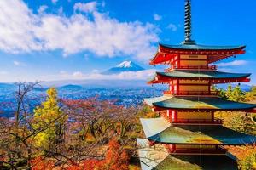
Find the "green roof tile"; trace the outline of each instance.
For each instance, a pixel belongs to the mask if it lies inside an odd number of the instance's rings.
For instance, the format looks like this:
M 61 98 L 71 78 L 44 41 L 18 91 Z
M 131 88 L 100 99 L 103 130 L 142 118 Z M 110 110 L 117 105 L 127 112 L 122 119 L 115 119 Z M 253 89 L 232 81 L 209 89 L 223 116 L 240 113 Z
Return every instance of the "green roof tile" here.
M 169 156 L 154 170 L 236 170 L 236 161 L 223 156 Z
M 166 144 L 245 144 L 256 142 L 256 137 L 239 133 L 221 125 L 172 125 L 148 138 Z
M 241 110 L 256 107 L 255 104 L 234 102 L 218 97 L 173 96 L 166 98 L 166 99 L 163 99 L 163 100 L 159 100 L 159 98 L 145 99 L 144 100 L 149 105 L 166 109 Z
○ ○ ○ ○ ○
Reproduce the entry above verbatim, omitting the picture.

* **Task response**
Find the "green roof tile"; trace the outline of each instance.
For each instance, a pixel belongs to the mask if it lies inside an odd number of the instance's rings.
For instance, the format looks like this:
M 61 98 L 71 78 L 44 41 L 18 91 Z
M 131 88 L 100 99 L 103 130 L 142 118 Z M 110 110 L 117 105 L 127 112 L 122 119 L 115 119 Z M 253 89 L 232 81 L 209 89 L 223 116 L 240 113 Z
Return every instance of the "green roof tile" here.
M 169 156 L 154 170 L 236 170 L 236 161 L 223 156 Z
M 166 144 L 245 144 L 256 142 L 256 137 L 239 133 L 221 125 L 172 125 L 148 138 Z
M 241 110 L 256 107 L 255 104 L 234 102 L 218 97 L 173 96 L 166 98 L 166 99 L 163 99 L 163 100 L 159 100 L 159 98 L 145 99 L 144 100 L 149 105 L 166 109 Z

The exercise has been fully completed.